» **Input data**:
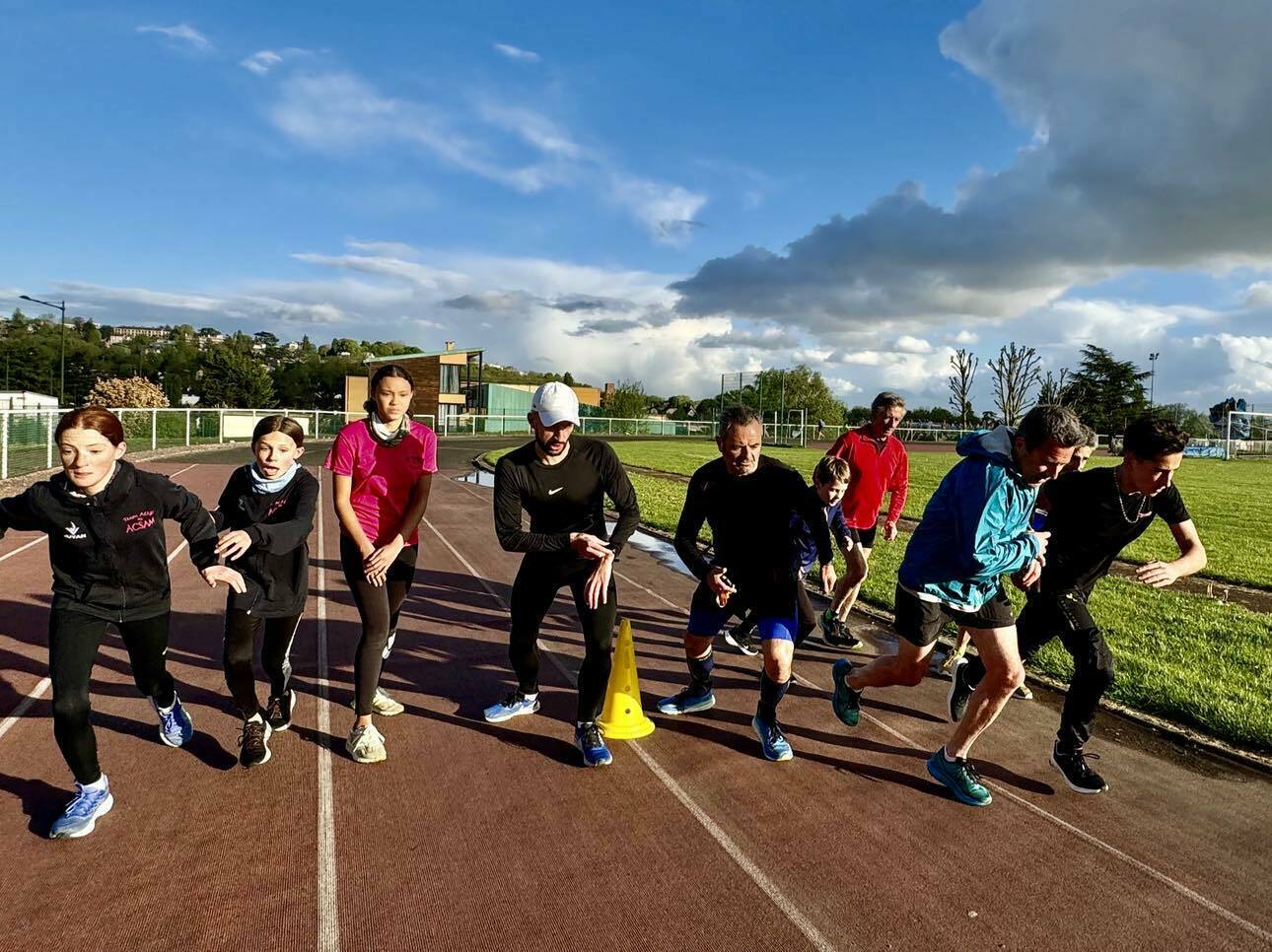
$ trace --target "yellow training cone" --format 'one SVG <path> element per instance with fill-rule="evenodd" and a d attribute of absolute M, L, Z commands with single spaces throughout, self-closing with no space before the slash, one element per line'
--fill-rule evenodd
<path fill-rule="evenodd" d="M 636 644 L 632 642 L 631 622 L 626 618 L 618 624 L 618 646 L 605 689 L 605 709 L 600 712 L 597 724 L 611 741 L 633 741 L 654 732 L 654 722 L 640 709 Z"/>

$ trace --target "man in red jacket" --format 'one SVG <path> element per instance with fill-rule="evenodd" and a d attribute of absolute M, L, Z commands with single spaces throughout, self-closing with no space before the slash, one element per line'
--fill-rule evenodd
<path fill-rule="evenodd" d="M 906 507 L 909 458 L 904 445 L 893 435 L 904 418 L 906 400 L 884 390 L 870 404 L 870 422 L 843 433 L 827 454 L 847 460 L 852 470 L 848 492 L 843 497 L 843 521 L 852 530 L 855 543 L 847 553 L 848 568 L 834 586 L 831 608 L 822 614 L 822 637 L 827 644 L 855 648 L 861 643 L 848 632 L 847 618 L 866 578 L 884 493 L 892 494 L 883 524 L 884 541 L 897 538 L 897 520 Z"/>

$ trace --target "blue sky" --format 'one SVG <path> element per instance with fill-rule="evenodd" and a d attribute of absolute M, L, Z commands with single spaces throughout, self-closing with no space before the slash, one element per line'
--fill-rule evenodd
<path fill-rule="evenodd" d="M 658 393 L 944 403 L 1015 339 L 1272 399 L 1266 5 L 642 6 L 0 0 L 0 294 Z"/>

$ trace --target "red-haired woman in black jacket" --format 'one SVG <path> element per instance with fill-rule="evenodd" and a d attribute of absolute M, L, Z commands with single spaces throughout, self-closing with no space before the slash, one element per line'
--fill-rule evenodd
<path fill-rule="evenodd" d="M 76 787 L 50 830 L 56 839 L 88 835 L 114 805 L 97 760 L 88 695 L 107 624 L 120 630 L 137 689 L 159 716 L 159 740 L 179 747 L 193 736 L 164 663 L 172 585 L 163 521 L 181 525 L 190 558 L 210 586 L 225 582 L 242 591 L 243 577 L 216 564 L 216 524 L 197 496 L 123 460 L 123 426 L 113 413 L 102 407 L 71 411 L 55 439 L 62 472 L 0 500 L 0 535 L 9 529 L 48 535 L 53 736 Z"/>

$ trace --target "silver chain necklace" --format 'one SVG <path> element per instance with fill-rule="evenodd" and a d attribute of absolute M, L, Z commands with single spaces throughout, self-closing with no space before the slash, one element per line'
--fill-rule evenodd
<path fill-rule="evenodd" d="M 1122 498 L 1122 480 L 1118 479 L 1118 473 L 1121 472 L 1122 466 L 1113 466 L 1113 489 L 1117 492 L 1117 506 L 1122 510 L 1122 519 L 1126 520 L 1126 524 L 1133 526 L 1152 510 L 1152 500 L 1144 496 L 1144 493 L 1131 493 L 1131 496 L 1140 497 L 1140 502 L 1135 507 L 1135 516 L 1131 516 L 1126 511 L 1126 501 Z M 1147 507 L 1145 507 L 1145 503 L 1149 503 Z"/>

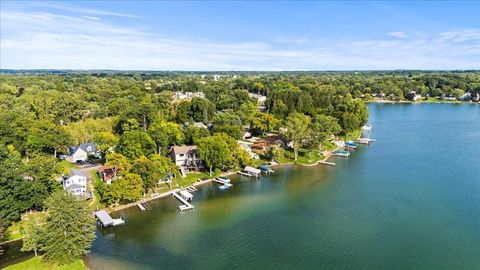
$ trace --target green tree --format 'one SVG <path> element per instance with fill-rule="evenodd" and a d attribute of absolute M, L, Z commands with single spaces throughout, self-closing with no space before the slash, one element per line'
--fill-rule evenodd
<path fill-rule="evenodd" d="M 126 173 L 115 180 L 109 188 L 116 202 L 134 202 L 142 197 L 143 181 L 138 174 Z"/>
<path fill-rule="evenodd" d="M 31 153 L 43 152 L 57 157 L 57 151 L 67 149 L 70 137 L 62 126 L 51 122 L 41 121 L 30 129 L 27 138 L 27 147 Z"/>
<path fill-rule="evenodd" d="M 95 133 L 93 141 L 97 144 L 97 148 L 102 153 L 103 158 L 105 158 L 107 152 L 118 144 L 119 139 L 112 132 L 103 131 Z"/>
<path fill-rule="evenodd" d="M 113 168 L 114 178 L 129 172 L 132 168 L 128 159 L 120 153 L 107 153 L 106 161 L 107 165 Z"/>
<path fill-rule="evenodd" d="M 143 189 L 153 189 L 161 179 L 160 166 L 157 162 L 141 156 L 133 161 L 132 173 L 140 175 L 143 180 Z"/>
<path fill-rule="evenodd" d="M 235 139 L 242 137 L 242 120 L 233 113 L 225 112 L 213 118 L 213 132 L 225 133 Z"/>
<path fill-rule="evenodd" d="M 88 254 L 95 239 L 95 219 L 86 202 L 68 192 L 57 191 L 46 205 L 43 258 L 66 264 Z"/>
<path fill-rule="evenodd" d="M 129 160 L 153 154 L 156 148 L 157 146 L 150 135 L 138 130 L 123 133 L 118 144 L 118 152 Z"/>
<path fill-rule="evenodd" d="M 42 246 L 42 229 L 34 218 L 30 218 L 22 227 L 22 248 L 21 251 L 33 251 L 37 256 L 37 251 Z"/>
<path fill-rule="evenodd" d="M 270 157 L 271 160 L 283 158 L 285 156 L 285 149 L 274 144 L 268 148 L 267 156 Z"/>
<path fill-rule="evenodd" d="M 340 133 L 342 128 L 335 117 L 318 114 L 313 119 L 311 130 L 312 144 L 320 148 L 324 140 L 333 134 Z"/>
<path fill-rule="evenodd" d="M 185 129 L 185 143 L 197 144 L 197 141 L 201 138 L 210 136 L 210 131 L 203 127 L 196 127 L 193 125 L 188 126 Z"/>
<path fill-rule="evenodd" d="M 164 153 L 168 146 L 181 144 L 184 135 L 180 125 L 164 120 L 153 122 L 148 128 L 148 134 L 158 146 L 158 153 L 164 149 Z"/>
<path fill-rule="evenodd" d="M 210 169 L 210 176 L 213 168 L 225 168 L 231 161 L 230 146 L 221 134 L 198 140 L 197 150 L 203 162 Z"/>
<path fill-rule="evenodd" d="M 292 143 L 295 160 L 298 159 L 298 149 L 310 136 L 310 117 L 302 113 L 292 113 L 287 118 L 286 128 L 282 134 Z"/>
<path fill-rule="evenodd" d="M 279 121 L 269 113 L 257 112 L 250 119 L 250 128 L 255 132 L 265 135 L 266 132 L 272 131 L 278 122 Z"/>

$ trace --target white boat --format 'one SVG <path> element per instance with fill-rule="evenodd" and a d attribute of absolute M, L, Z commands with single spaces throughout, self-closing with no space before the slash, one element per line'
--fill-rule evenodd
<path fill-rule="evenodd" d="M 233 186 L 232 184 L 229 184 L 229 183 L 225 183 L 223 185 L 220 186 L 220 189 L 227 189 L 227 188 L 230 188 L 231 186 Z"/>
<path fill-rule="evenodd" d="M 230 179 L 228 179 L 225 176 L 219 176 L 219 177 L 217 177 L 217 180 L 219 180 L 221 182 L 224 182 L 224 183 L 230 183 Z"/>

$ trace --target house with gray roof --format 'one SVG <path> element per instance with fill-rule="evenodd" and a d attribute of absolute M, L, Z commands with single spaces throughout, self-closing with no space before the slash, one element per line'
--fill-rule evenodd
<path fill-rule="evenodd" d="M 78 197 L 88 197 L 87 177 L 81 171 L 71 170 L 69 176 L 63 180 L 63 189 Z"/>
<path fill-rule="evenodd" d="M 72 146 L 68 149 L 66 160 L 76 163 L 87 161 L 88 156 L 99 156 L 97 146 L 94 143 L 82 143 L 78 146 Z"/>

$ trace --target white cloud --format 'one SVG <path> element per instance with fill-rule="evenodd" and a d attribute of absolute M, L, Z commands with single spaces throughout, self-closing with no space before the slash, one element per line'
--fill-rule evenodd
<path fill-rule="evenodd" d="M 407 38 L 408 35 L 405 32 L 390 32 L 388 35 L 396 38 Z"/>
<path fill-rule="evenodd" d="M 310 42 L 189 40 L 89 15 L 1 11 L 0 68 L 152 70 L 478 69 L 479 29 Z M 98 15 L 101 16 L 101 15 Z M 98 18 L 98 20 L 97 20 Z M 283 42 L 282 42 L 283 41 Z"/>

» **Required task**: Copy out the part of the records that opens with the line containing "trace --target house" and closes with the line containing "72 146 L 68", including both of those lines.

» **Answer below**:
$ trace --target house with gray roof --format 'one SVG <path> element per instance with fill-rule="evenodd" and a d attribute of absolute M, L, Z commands with single spaces throughout, self-closing with no space before the slash, one element per line'
--fill-rule evenodd
<path fill-rule="evenodd" d="M 78 197 L 88 197 L 87 177 L 81 171 L 71 170 L 69 176 L 63 180 L 63 189 Z"/>
<path fill-rule="evenodd" d="M 72 146 L 68 149 L 66 160 L 76 163 L 87 161 L 88 156 L 99 156 L 97 146 L 94 143 L 82 143 L 78 146 Z"/>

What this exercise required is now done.